(Dataset entries)
—————
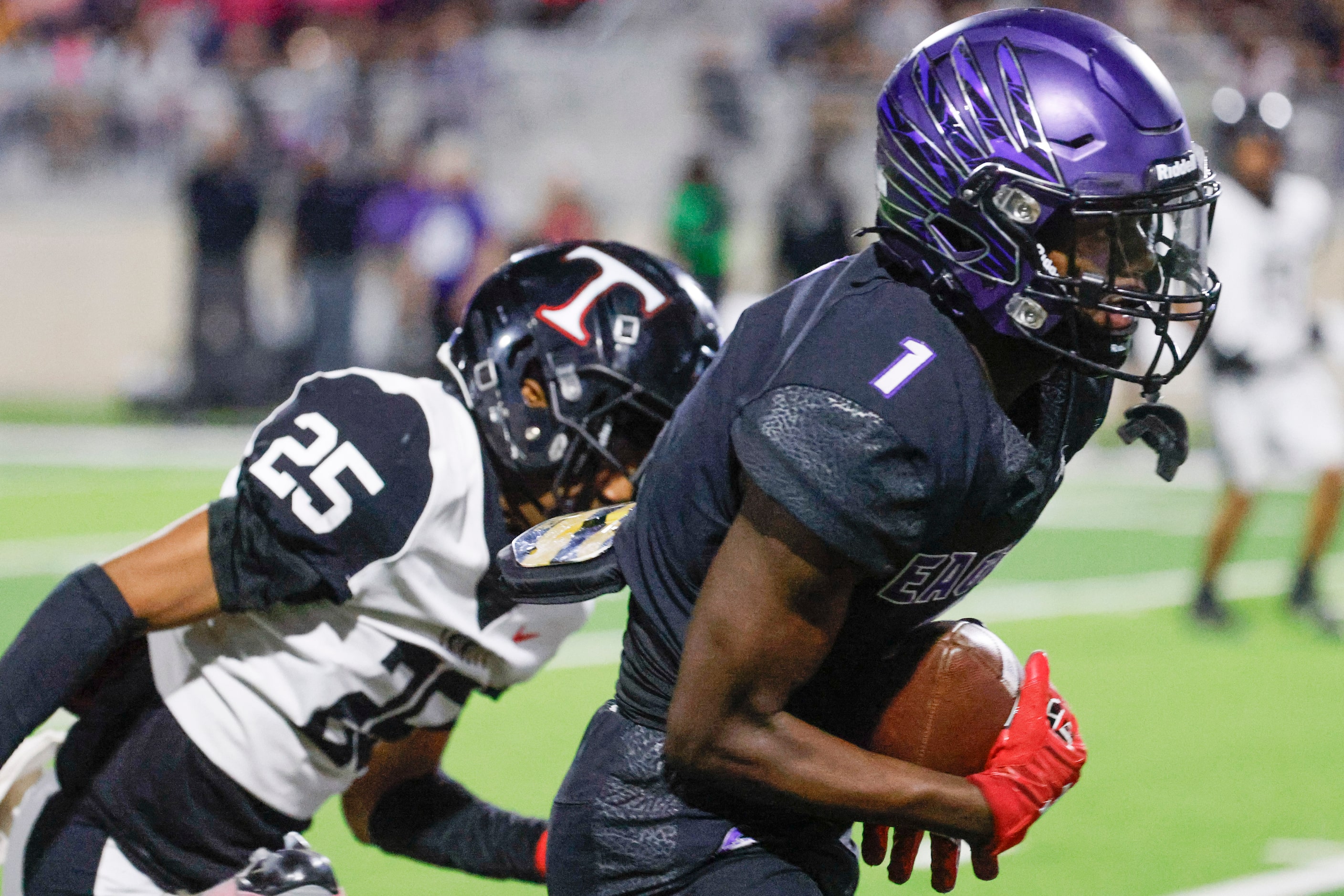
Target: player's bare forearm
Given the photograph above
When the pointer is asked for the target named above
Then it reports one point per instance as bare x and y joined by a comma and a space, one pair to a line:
168, 581
390, 765
768, 615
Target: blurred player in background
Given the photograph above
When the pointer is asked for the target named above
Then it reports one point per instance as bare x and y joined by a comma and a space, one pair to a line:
870, 445
439, 221
317, 630
1273, 401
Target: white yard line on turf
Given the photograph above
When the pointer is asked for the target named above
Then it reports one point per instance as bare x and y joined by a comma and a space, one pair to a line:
1015, 601
179, 448
991, 602
1322, 876
61, 555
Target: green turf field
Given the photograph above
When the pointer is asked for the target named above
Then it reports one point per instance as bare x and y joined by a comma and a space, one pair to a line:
1208, 751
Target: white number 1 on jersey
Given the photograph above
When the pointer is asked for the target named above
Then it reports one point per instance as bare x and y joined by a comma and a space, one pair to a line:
346, 457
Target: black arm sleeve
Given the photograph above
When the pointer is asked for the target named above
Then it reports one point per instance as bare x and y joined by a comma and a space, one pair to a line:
439, 821
253, 570
840, 469
63, 643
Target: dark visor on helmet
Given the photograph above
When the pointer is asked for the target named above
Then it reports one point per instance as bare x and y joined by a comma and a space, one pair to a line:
1116, 262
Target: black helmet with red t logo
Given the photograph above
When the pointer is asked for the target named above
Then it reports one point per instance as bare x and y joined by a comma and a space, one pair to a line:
613, 336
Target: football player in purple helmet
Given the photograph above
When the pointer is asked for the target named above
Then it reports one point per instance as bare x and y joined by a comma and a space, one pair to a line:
870, 444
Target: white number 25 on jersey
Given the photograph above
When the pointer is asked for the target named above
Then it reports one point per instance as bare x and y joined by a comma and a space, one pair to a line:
346, 457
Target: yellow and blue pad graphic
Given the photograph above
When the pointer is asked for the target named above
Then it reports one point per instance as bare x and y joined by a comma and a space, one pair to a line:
570, 539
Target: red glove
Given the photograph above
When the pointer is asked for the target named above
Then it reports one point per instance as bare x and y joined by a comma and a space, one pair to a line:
1035, 761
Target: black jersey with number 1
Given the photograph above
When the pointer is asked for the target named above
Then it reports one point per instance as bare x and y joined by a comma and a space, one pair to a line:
859, 406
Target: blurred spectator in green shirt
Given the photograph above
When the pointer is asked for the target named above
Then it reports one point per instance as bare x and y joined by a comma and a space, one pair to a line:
699, 226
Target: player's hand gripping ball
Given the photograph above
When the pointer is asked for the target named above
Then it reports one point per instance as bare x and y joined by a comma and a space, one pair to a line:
955, 687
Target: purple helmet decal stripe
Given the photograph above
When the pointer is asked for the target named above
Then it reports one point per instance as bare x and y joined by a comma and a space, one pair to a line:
1035, 146
982, 108
945, 115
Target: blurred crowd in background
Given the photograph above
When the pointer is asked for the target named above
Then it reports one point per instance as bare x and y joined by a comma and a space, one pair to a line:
354, 139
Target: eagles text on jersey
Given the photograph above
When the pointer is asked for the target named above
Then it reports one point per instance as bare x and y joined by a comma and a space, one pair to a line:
855, 404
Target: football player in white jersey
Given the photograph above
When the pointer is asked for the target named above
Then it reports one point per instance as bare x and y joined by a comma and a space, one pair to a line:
1273, 402
317, 629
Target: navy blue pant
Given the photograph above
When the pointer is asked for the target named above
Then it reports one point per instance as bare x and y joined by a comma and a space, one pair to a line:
620, 826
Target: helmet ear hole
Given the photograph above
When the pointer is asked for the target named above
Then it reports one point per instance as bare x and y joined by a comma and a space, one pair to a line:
533, 385
960, 242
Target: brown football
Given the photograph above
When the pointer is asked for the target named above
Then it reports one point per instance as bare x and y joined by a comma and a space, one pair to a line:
953, 686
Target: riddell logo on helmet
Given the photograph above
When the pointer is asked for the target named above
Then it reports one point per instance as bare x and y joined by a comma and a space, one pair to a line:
569, 316
1179, 168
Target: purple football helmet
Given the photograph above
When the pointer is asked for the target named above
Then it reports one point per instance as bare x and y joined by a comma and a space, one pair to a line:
1038, 163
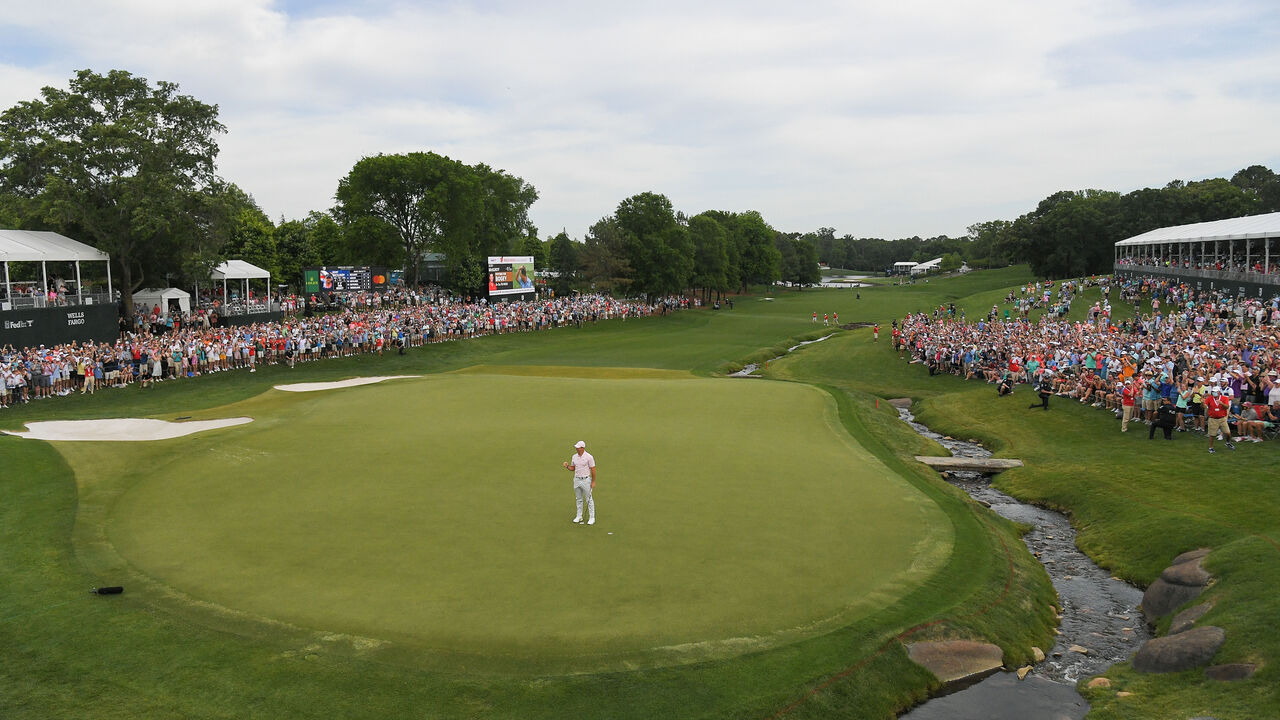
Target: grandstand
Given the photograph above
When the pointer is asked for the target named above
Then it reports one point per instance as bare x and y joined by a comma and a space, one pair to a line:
1238, 254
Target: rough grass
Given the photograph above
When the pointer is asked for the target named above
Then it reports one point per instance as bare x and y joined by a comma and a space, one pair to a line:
1136, 504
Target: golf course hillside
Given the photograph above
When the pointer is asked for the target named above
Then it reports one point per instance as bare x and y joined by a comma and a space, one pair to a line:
764, 547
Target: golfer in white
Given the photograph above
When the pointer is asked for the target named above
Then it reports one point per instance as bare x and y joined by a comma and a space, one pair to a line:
584, 481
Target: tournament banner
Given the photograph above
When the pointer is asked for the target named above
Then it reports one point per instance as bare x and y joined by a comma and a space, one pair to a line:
511, 274
55, 326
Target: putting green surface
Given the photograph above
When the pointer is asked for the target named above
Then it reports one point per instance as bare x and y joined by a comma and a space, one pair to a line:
433, 514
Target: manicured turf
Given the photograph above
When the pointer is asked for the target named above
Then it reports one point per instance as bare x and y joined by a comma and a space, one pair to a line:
735, 516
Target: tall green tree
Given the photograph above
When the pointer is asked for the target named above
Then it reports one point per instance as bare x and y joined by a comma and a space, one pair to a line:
1261, 182
420, 197
753, 258
603, 258
711, 254
497, 205
429, 201
296, 249
562, 260
656, 245
533, 247
114, 158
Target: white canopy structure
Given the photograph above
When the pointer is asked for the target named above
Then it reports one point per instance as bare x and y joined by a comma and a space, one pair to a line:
1252, 227
44, 247
926, 267
243, 272
1235, 249
160, 297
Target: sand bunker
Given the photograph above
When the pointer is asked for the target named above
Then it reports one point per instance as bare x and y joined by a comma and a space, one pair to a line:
352, 382
122, 429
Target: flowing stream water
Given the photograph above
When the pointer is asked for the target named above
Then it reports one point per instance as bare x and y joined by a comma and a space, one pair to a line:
1100, 614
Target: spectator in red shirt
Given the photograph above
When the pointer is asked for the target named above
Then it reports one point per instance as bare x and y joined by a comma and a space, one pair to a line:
1216, 409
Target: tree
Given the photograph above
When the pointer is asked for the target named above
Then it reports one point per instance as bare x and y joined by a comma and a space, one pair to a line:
429, 201
752, 242
656, 245
603, 259
114, 158
807, 270
986, 247
533, 247
1261, 182
562, 260
711, 254
296, 249
420, 197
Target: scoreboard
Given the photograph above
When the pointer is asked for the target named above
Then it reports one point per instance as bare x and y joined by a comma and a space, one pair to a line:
347, 278
511, 274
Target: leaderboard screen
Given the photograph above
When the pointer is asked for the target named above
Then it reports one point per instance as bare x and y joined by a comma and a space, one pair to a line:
350, 278
511, 274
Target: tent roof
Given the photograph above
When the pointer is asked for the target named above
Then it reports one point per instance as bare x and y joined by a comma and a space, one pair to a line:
238, 270
33, 246
1251, 227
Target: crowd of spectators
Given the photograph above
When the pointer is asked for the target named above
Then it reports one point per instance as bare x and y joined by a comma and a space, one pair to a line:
165, 346
1234, 264
1197, 361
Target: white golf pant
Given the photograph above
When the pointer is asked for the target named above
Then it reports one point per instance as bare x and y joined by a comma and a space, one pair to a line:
583, 488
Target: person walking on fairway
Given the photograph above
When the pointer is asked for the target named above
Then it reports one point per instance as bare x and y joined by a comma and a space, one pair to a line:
583, 465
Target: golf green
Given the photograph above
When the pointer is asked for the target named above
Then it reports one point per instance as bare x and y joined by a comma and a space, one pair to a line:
433, 514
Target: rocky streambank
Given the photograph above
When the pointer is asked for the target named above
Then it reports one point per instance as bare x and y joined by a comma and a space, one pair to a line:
1100, 619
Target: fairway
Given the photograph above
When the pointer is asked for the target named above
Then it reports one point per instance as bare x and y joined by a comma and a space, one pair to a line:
432, 515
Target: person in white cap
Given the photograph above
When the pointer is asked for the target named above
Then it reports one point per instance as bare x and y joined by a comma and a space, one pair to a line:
583, 464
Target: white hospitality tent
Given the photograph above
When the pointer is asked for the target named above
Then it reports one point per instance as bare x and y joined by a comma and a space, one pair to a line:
1207, 242
926, 267
155, 296
44, 247
243, 272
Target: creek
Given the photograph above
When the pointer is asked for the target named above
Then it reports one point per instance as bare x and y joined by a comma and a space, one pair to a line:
1100, 614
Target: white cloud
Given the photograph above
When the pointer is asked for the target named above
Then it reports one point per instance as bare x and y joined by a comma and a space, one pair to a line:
876, 118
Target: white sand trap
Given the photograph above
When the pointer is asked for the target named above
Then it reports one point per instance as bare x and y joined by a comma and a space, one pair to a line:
336, 384
122, 429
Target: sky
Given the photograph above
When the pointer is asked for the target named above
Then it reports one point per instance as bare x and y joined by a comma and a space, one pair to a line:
886, 119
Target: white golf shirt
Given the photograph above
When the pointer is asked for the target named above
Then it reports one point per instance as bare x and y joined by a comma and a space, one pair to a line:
581, 464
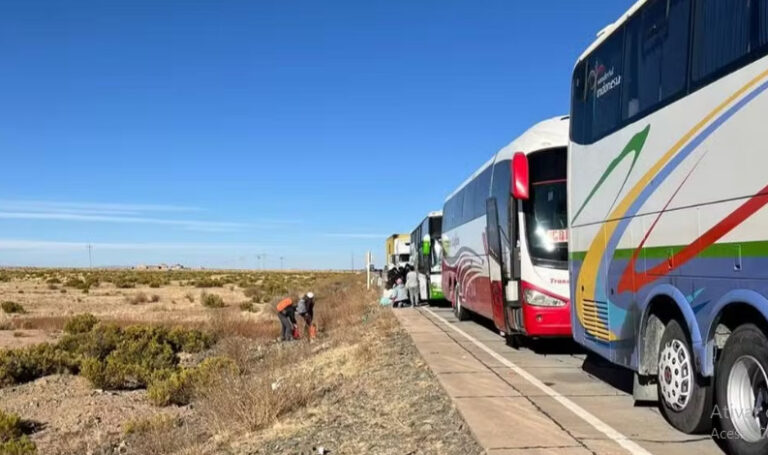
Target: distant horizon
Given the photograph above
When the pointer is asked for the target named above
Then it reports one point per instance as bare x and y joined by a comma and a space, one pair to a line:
230, 134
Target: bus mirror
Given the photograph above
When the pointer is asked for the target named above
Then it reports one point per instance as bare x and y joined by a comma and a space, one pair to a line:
520, 186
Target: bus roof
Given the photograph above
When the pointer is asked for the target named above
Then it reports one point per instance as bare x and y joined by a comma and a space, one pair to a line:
546, 134
603, 34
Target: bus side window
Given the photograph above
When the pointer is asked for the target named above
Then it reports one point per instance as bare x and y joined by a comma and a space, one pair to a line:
578, 109
721, 35
655, 55
604, 81
762, 23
—————
[Given problem] Scale the entries from the line with "Target: white golf shirt" through the end of the entries, both ends included: reproduce every line of text in that span, but multiply each x and y coordinate in the answers by 2.25 and round to the nearest whole number, with halves rounded up. Omit the pictures from your output.

[Exercise answer]
Target: white golf shirt
Given the photograph above
When the pointer is asked for the target named above
Then it reports one point per instance as bare x and y joined by a comma and a space, one pair to a line:
1307, 1044
Target: distant horizon
Given the photograph above
When the pointer is asked for the target named above
Then it reports one point per instance as bare x and y joined by a comma and a space, one pair to a line:
518, 302
Target: bus mirror
Given the photograph above
When the pointer is asked for the target named above
Then it reports one point per instance as bare x and y joined by a comma and a space, one pair to a line:
1170, 419
Target: bus roof
Given the photograph above
When the pointer is asked for the target named above
Then it reports one point per instance as bare x and y joined by a comma and a space, one pair to a line:
1229, 302
1357, 77
Target: bus side window
Given the photograph above
When the pointer is asked for the target named above
Then it reports one point per instance as bare x and y joined by a comma and a space, one pair to a line:
1301, 245
1622, 79
1474, 124
1359, 182
1715, 52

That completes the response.